◆ **EXPLORE THE MATERIAL**:
**1.** In the article on the Virginia governor's race, which group released the ad featuring a pickup truck with a Gillespie bumper sticker?
**2.** Carry on the article on the Virginia governor's race, starting right after its final sentence.

◆ **TEXT UNDER STUDY**:

One basic rule while running for office, one would imagine, would be: don't attack your voters. In a decade in politics however, Virginia Democrat Ralph Northam apparently never learned that.

Deadlocked with Republican Ed Gillespie in a gubernatorial race in a state trending heavily towards the Democrats, the Northam campaign can't limit itself to attacking Gillespie. They are going a step further and attacking Virginians who might be Gillespie supporters.

The most recent attack on Virginia voters came in the infamous and now abandoned ad released by the Latino Victory Fund. Like something out of a horror movie, the one-minute clip features a white man trying to murder minority children in a pickup truck sporting a Confederate Flag, a Tea Party license plate, and a Gillespie bumper sticker.

As barbaric as it is novel, the ad deliberately shifts emphasis from the candidate to the voters. By accusing Gillespie supporters of harboring monstrous fantasies of murder, the Roanoke Times noted that the liberal group has accused plenty of Virginians of being “not just homicidal but genocidal.”

Text-to-region grounding data
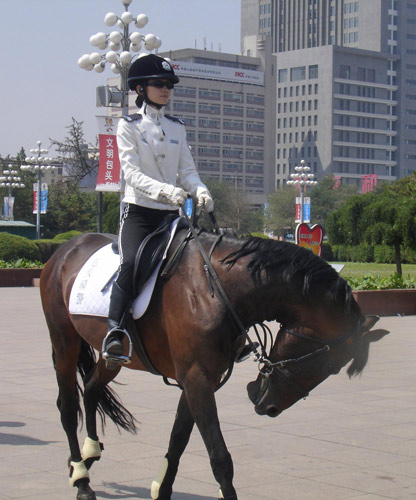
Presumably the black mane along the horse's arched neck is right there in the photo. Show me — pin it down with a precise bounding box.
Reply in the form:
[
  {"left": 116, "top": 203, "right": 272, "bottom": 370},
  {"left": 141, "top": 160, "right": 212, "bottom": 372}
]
[{"left": 222, "top": 237, "right": 356, "bottom": 314}]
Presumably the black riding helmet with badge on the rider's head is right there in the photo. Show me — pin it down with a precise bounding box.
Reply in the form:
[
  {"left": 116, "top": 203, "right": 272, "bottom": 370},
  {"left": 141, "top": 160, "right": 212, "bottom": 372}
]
[{"left": 127, "top": 54, "right": 179, "bottom": 90}]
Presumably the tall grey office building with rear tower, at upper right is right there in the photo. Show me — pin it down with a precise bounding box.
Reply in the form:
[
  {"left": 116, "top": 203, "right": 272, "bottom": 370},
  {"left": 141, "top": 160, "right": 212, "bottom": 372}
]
[{"left": 241, "top": 0, "right": 416, "bottom": 187}]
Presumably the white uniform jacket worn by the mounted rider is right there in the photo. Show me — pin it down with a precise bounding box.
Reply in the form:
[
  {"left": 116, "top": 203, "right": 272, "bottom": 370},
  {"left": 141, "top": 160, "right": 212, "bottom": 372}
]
[{"left": 117, "top": 104, "right": 206, "bottom": 210}]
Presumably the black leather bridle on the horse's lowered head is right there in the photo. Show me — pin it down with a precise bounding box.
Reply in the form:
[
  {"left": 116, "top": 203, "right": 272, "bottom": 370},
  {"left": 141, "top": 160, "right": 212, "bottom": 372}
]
[{"left": 253, "top": 324, "right": 354, "bottom": 406}]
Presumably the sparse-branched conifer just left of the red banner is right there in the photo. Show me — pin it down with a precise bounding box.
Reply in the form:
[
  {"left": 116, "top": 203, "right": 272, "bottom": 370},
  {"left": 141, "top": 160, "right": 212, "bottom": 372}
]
[{"left": 50, "top": 118, "right": 97, "bottom": 185}]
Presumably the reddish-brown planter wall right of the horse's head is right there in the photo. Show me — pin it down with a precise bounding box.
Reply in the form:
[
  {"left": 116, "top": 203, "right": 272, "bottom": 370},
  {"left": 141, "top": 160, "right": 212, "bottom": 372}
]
[{"left": 353, "top": 289, "right": 416, "bottom": 316}]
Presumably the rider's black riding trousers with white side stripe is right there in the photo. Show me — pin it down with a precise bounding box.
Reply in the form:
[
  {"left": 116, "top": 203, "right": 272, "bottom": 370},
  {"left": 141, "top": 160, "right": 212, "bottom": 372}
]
[{"left": 116, "top": 203, "right": 176, "bottom": 295}]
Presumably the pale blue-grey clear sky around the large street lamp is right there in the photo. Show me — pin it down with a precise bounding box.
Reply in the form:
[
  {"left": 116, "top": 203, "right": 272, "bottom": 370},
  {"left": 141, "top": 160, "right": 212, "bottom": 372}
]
[{"left": 0, "top": 0, "right": 241, "bottom": 157}]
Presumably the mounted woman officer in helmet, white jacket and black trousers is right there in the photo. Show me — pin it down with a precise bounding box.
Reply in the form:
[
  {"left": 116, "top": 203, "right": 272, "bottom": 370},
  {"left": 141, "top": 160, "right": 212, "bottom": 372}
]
[{"left": 103, "top": 54, "right": 214, "bottom": 362}]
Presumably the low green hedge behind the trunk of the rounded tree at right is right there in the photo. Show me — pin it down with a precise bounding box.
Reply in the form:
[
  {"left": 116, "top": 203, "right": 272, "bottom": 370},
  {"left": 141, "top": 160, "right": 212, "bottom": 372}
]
[{"left": 322, "top": 243, "right": 416, "bottom": 264}]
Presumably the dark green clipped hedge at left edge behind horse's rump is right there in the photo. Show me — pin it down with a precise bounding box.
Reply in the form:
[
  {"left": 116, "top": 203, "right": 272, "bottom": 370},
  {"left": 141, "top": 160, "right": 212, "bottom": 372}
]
[{"left": 0, "top": 231, "right": 81, "bottom": 263}]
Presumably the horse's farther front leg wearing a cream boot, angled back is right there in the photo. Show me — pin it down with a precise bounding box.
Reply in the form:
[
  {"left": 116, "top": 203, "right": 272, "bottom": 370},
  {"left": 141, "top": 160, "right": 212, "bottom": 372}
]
[{"left": 151, "top": 392, "right": 194, "bottom": 500}]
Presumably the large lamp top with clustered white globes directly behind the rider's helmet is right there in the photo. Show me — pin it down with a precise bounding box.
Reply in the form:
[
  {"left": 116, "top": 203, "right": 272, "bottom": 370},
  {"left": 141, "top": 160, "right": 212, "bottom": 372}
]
[{"left": 78, "top": 0, "right": 162, "bottom": 115}]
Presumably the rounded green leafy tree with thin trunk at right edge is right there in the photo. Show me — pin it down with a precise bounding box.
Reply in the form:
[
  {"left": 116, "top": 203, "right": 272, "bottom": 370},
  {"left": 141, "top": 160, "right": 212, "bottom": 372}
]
[{"left": 327, "top": 188, "right": 416, "bottom": 276}]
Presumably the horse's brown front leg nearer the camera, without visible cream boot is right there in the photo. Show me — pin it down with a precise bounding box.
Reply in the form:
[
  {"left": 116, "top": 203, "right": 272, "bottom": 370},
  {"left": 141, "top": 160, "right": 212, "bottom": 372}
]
[{"left": 184, "top": 369, "right": 237, "bottom": 500}]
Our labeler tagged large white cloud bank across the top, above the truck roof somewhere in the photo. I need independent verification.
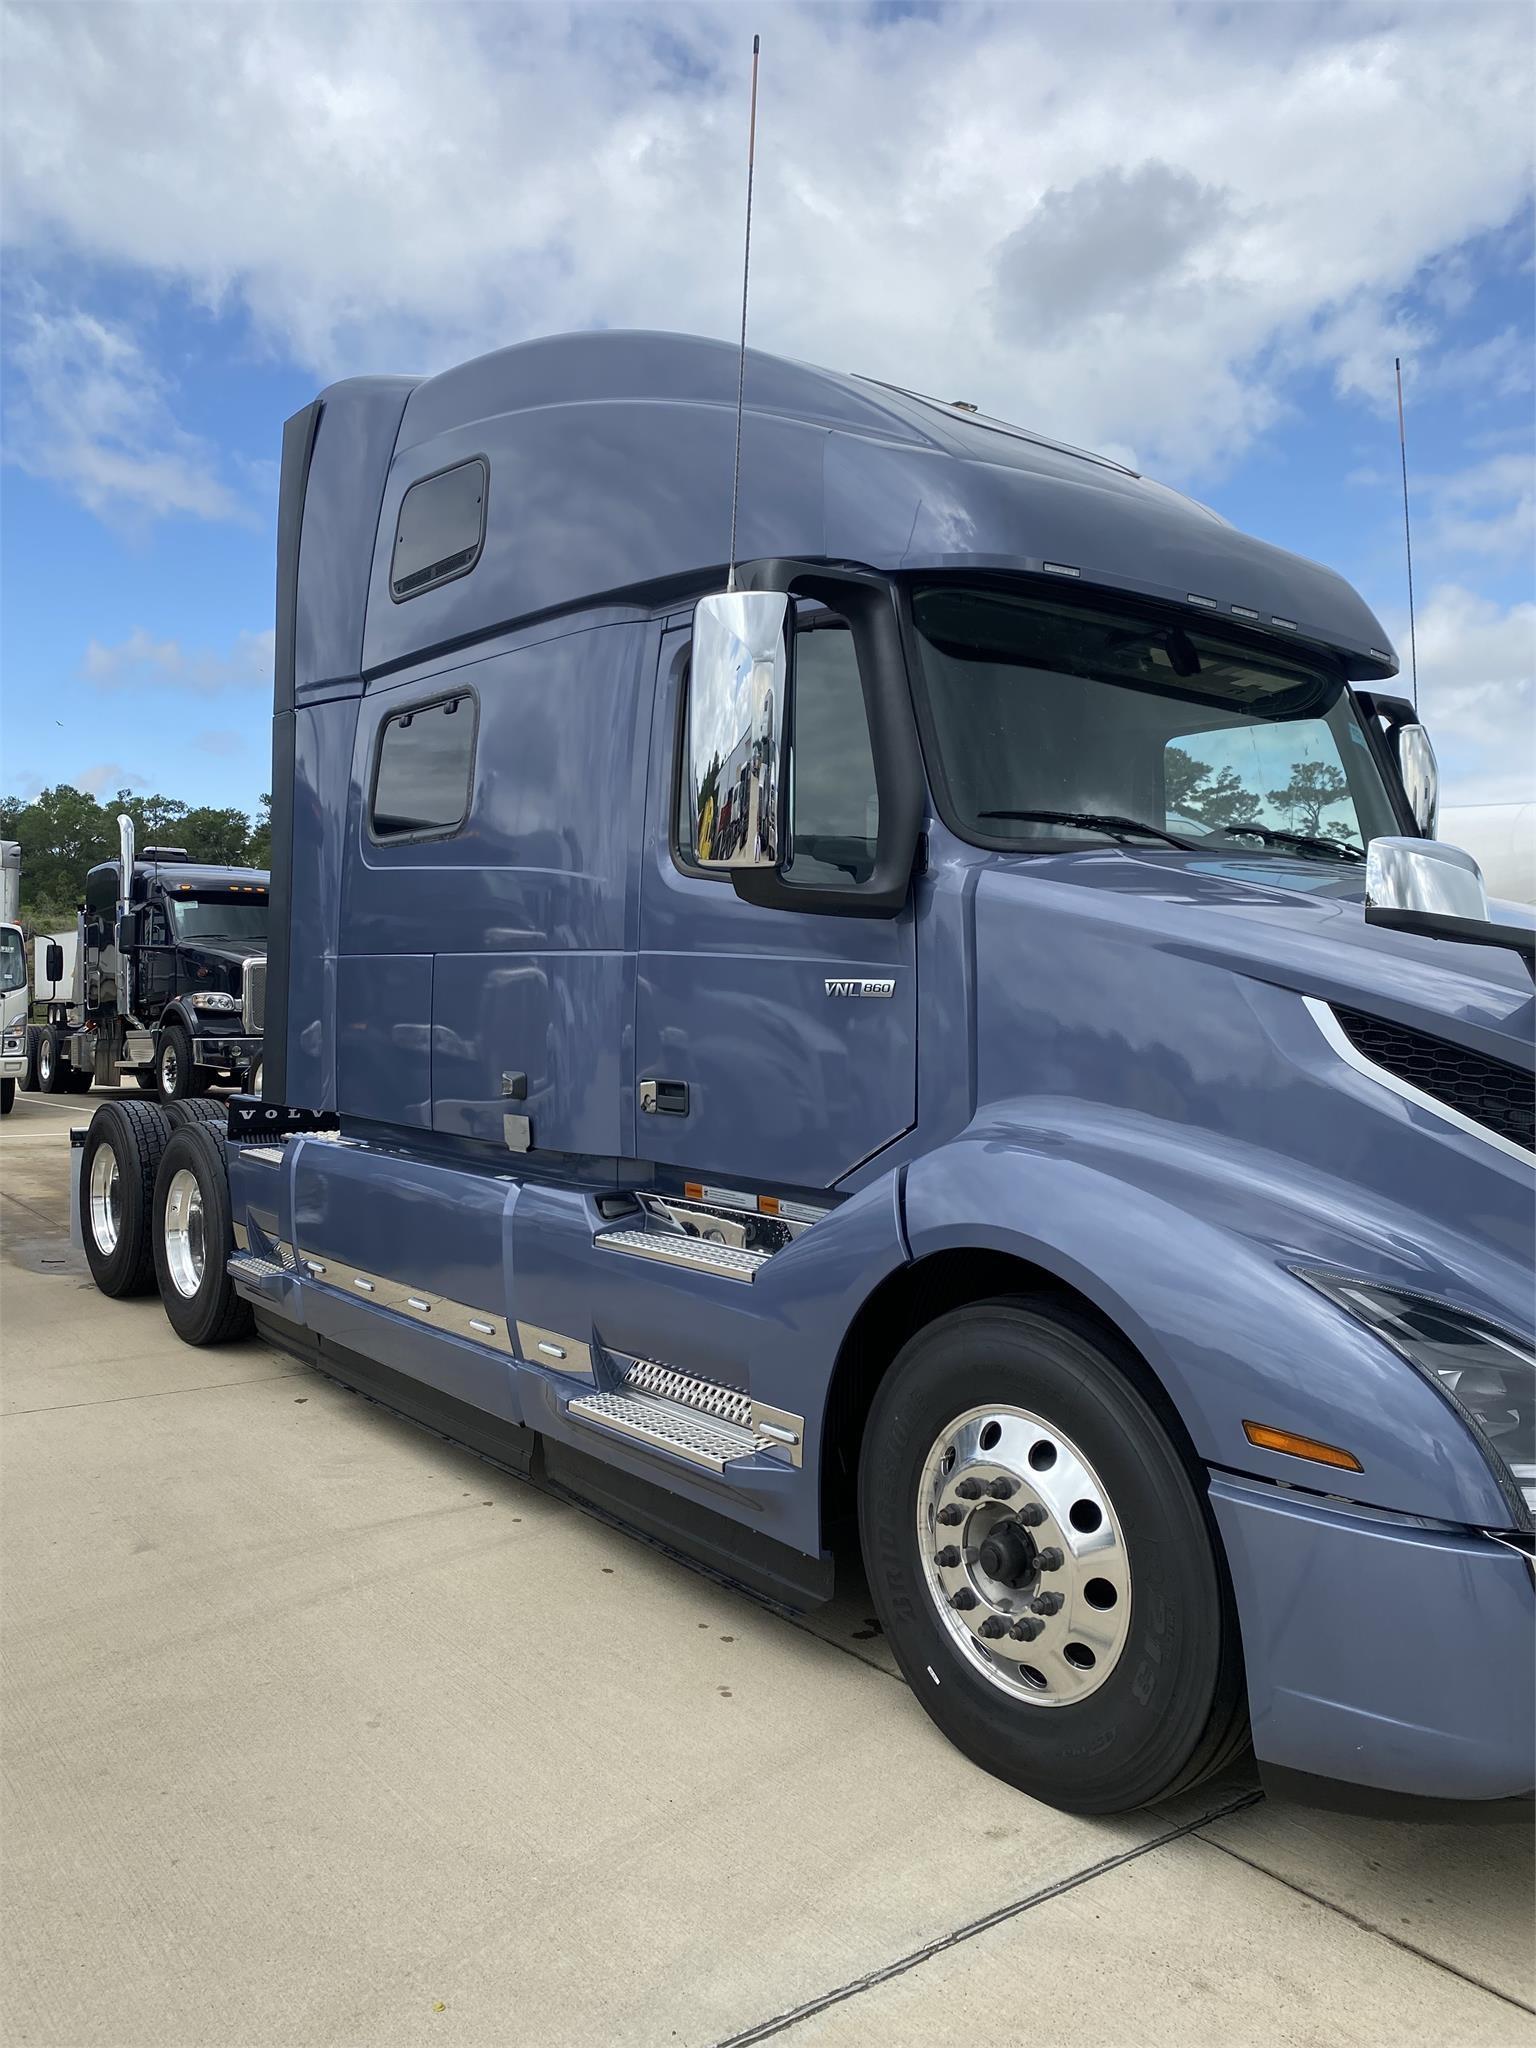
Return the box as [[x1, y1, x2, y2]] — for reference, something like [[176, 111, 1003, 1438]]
[[4, 0, 1532, 475]]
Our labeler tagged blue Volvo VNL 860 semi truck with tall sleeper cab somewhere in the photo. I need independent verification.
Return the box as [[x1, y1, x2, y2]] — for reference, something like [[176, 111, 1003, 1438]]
[[76, 334, 1536, 1815]]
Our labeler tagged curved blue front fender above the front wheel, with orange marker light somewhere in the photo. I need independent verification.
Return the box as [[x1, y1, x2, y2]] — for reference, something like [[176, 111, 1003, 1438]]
[[905, 1102, 1509, 1528]]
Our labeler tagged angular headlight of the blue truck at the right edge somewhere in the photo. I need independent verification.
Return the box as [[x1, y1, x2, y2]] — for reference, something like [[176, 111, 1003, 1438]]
[[1296, 1268, 1536, 1528]]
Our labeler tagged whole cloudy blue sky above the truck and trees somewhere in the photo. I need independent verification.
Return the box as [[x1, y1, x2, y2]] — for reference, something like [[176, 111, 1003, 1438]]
[[0, 0, 1536, 809]]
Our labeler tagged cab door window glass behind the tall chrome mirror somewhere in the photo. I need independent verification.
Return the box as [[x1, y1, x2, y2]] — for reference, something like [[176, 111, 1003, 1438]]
[[678, 616, 881, 887]]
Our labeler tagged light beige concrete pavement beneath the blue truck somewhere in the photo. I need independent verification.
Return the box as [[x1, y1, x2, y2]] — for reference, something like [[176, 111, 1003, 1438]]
[[0, 1096, 1536, 2048]]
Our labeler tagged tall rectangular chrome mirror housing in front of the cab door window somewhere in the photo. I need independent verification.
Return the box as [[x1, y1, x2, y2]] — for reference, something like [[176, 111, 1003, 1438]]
[[688, 590, 788, 870]]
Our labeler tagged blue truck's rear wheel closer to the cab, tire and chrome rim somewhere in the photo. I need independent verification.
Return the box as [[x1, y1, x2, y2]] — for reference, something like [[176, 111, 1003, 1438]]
[[152, 1122, 254, 1343]]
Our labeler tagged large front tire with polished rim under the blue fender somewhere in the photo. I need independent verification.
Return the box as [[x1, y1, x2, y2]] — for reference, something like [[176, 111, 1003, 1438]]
[[858, 1298, 1247, 1815]]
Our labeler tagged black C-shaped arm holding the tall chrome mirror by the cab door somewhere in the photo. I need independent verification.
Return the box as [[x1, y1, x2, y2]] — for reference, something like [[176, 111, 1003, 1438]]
[[731, 557, 924, 918]]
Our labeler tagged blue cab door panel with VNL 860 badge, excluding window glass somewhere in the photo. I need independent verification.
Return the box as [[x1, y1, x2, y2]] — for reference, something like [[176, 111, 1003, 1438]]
[[635, 610, 918, 1192]]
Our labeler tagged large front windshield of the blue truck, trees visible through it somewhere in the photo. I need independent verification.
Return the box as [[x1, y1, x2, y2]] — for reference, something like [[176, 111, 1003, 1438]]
[[913, 586, 1399, 862]]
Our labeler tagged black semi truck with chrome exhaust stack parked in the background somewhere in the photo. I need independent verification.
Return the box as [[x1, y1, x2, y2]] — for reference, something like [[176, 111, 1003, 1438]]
[[27, 817, 268, 1102]]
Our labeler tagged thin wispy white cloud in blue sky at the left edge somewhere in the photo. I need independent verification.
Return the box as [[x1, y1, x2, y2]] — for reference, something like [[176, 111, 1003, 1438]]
[[6, 303, 246, 520]]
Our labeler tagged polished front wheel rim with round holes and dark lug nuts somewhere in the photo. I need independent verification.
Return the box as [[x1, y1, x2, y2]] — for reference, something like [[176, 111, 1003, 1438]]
[[918, 1407, 1130, 1706]]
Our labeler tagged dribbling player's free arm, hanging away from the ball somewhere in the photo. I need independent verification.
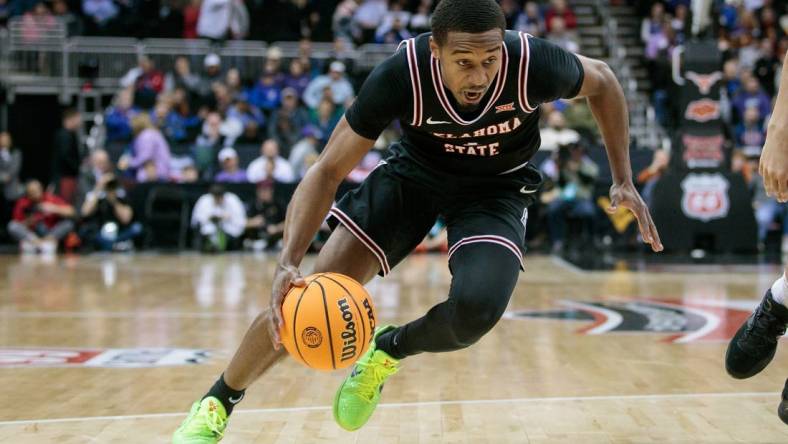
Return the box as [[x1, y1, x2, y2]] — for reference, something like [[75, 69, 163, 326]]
[[578, 55, 662, 251]]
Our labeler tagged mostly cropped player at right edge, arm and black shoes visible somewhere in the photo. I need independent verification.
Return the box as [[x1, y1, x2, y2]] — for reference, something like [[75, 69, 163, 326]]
[[725, 49, 788, 424]]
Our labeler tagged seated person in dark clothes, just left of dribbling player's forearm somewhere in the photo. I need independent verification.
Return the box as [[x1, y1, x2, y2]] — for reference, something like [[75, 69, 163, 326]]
[[244, 180, 287, 251]]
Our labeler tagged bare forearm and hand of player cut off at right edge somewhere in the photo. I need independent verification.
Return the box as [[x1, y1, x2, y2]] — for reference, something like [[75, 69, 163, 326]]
[[758, 53, 788, 202]]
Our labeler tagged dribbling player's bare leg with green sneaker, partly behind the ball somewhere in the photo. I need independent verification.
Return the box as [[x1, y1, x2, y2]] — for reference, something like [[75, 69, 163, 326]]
[[173, 227, 380, 444]]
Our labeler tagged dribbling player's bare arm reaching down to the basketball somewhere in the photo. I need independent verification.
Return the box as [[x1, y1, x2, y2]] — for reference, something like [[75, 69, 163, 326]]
[[270, 117, 375, 349]]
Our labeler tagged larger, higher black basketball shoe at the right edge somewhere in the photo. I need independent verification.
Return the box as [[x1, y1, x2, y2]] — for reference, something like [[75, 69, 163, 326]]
[[725, 290, 788, 379]]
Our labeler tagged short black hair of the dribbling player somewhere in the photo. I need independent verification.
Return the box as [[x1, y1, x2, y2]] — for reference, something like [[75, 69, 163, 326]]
[[432, 0, 506, 45]]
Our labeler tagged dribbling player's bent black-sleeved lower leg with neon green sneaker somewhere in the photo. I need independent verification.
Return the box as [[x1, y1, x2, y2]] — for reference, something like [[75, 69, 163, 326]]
[[334, 242, 520, 430]]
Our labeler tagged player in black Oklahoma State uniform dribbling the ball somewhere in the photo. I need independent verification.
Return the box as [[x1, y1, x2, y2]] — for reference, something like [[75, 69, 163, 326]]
[[174, 0, 662, 443]]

◆ **RESULTS OF THE EXERCISE**:
**1.** The Latino Victory Fund

**2.**
While Northam didn’t produce the ad, his campaign didn’t distance themselves from it either. Before it was withdrawn after a terrorist murdered eight New Yorkers with a pickup truck, Northam’s campaign manager defended the Latino Victory Fund by attacking Gillespie for “fear mongering.”

We suspect the Northam campaign is a bit unclear on the definition of that phrase. Real fear mongering might be peddling the image that pickup-driving white Tea Partiers — that is, a significant portion of Virginians — are evil murderers.

Though, this isn’t the first time Northam and his allies has gone out of his way to alienate voters.

When the National Rifle Association slaps a candidate with a bad rating, campaigns normally try sidestepping the bad news. Not Northam. The campaign leaned into the negative grade, tweeting that “Ralph is proud of his F rating.”

Maybe that’d be an appropriate response had the non-endorsement come from some ideological billionaire or well-heeled lobby group. When Republicans brag of being opposed by George Soros ,or Elizabeth Warren wears Wall Street's ire as a badge of honor, that's typical populist posturing: I'm with the people, not the powerful.

But the NRA is a membership organization, whose ranks exceed 5 million just in the commonwealth Northam hopes to lead.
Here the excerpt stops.